Convolutional Neural Networks (CNNs) are well known for its ability to understand the spatial and positional features. 2D convolutional networks and widely used in computer vision related tasks. There are plenty of research happened and on going with 2D CNNs and the famous ImageNet challenge has gained an accuracy even better than humans!
Research teams have introduced several network architectures for solving the problem of image classification and related computer vision tasks. LeNet(1998), AlexNet(2012), VGGNet(2014), GoogleNet(2014), ResNet(2015) are some of the famous CNN architectures in use now. (I’ve discussed about using pre-trained models to perform transfer learning with these architectures here. Take a look. 🙂 )
It was all about 2D images. Then what about videos? 3D convolutions which applies a 3D kernel to the data and the kernel moves 3-directions (x, y and z) to calculates the feature representations is helpful in video event detection related tasks.
Same as in the area of 2D CNN architectures, researchers have introduced CNN architectures that are having 3D convolutional layers. They are performing well in video classification, event detection tasks. Some of these architectures have been adopted from the prevailing 2D CNN models by introducing 3D layers for them.
Tran et al. from Facebook AI Research introduced the C3D model to learn spatiotemporal features in videos using 3D convolutional Networks.This is the paper : “Learning Spatiotemporal Features with 3D Convolutional Networks“ In the original paper they have used Dropout to regularize the network.
Instead of using dropout, I tried using Batch Normalization to regularize the network. Each convolutional layer id followed by a 3D batch normalization layer. With batch normalization, you can use bit bigger learning rates to train the network and it allows each layer of the network to learn by itself a little bit more independently from other layers.
This is just the PyTorch porting for the network. I use this network for video classification tasks which each video is having 16 RGB frames with the size of 112×112 pixels. So the tensor given as the input is (batch_size, 3, 16, 112, 112) . You can select the batch size according to the computation capacity you have.
Let the 3D Convo power be with you! Happy coding! 🙂
----
» Exercise prompt
Extract the passage of the post on 3D convolutional networks between "Convolutional Neural Networks" and "better than humans!", inclusive. The data that comes next has nothing to do with the post on 3D convolutional networks.

» Listed records
----
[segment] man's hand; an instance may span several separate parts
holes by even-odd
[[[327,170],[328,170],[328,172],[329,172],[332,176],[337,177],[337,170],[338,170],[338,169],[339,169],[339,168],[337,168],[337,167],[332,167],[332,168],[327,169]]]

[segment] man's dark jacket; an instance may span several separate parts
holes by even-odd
----
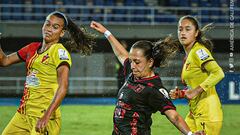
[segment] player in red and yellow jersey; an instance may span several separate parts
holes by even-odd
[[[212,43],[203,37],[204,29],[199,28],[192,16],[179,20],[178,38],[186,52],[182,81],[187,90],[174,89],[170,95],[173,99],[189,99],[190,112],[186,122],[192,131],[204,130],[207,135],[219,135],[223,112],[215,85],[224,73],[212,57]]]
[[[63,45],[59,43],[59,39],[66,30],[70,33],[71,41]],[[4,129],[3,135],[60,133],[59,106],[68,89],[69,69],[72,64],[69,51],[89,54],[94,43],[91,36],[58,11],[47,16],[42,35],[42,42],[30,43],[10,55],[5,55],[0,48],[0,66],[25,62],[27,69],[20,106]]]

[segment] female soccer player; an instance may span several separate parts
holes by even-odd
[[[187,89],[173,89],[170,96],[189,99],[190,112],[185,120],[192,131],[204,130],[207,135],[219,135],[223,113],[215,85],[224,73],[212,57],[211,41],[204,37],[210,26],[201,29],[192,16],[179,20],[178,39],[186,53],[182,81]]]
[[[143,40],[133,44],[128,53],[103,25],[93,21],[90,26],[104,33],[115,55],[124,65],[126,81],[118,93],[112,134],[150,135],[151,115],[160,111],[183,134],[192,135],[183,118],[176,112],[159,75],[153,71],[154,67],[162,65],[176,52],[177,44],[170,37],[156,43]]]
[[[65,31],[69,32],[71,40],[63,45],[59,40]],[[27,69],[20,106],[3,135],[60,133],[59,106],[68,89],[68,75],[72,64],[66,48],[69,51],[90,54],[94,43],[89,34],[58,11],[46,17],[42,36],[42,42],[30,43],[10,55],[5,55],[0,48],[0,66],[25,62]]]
----
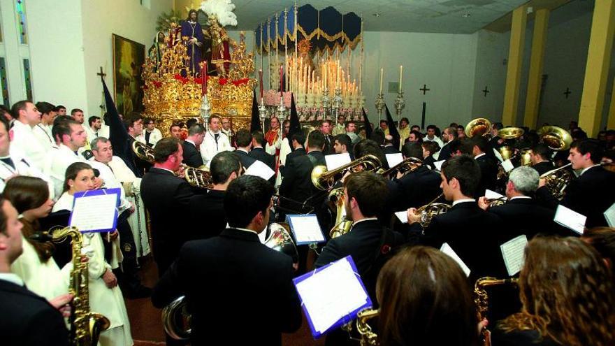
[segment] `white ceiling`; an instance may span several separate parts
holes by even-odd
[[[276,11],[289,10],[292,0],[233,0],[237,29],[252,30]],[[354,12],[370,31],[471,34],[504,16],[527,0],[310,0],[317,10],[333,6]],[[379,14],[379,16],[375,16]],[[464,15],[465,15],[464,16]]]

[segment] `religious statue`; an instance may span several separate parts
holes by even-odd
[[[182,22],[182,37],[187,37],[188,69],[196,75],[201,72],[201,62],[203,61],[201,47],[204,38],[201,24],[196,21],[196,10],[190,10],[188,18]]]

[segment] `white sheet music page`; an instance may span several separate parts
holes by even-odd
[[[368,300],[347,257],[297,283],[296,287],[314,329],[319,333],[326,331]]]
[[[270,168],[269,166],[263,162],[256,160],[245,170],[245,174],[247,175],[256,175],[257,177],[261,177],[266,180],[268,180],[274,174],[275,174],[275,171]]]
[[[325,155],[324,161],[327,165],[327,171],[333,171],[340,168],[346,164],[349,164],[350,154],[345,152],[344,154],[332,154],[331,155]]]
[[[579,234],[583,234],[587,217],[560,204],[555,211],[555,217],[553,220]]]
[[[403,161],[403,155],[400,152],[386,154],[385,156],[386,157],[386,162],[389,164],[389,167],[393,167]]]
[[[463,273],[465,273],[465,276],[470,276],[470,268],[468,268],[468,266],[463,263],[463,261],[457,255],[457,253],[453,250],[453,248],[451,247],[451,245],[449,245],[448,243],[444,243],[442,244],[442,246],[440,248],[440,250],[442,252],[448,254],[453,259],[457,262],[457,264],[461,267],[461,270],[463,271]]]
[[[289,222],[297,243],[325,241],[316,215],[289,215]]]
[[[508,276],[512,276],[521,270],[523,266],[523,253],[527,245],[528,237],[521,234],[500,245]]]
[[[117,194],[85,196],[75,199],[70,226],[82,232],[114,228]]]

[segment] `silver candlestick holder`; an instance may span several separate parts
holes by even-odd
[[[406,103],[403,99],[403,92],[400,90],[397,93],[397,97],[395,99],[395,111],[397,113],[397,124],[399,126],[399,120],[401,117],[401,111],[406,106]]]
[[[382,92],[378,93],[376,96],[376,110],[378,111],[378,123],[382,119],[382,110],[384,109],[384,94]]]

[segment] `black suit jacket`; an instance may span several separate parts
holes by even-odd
----
» Finished answer
Convolutional Neural Networks (CNNs) are well known for its ability to understand the spatial and positional features. 2D convolutional networks and widely used in computer vision related tasks. There are plenty of research happened and on going with 2D CNNs and the famous ImageNet challenge has gained an accuracy even better than humans!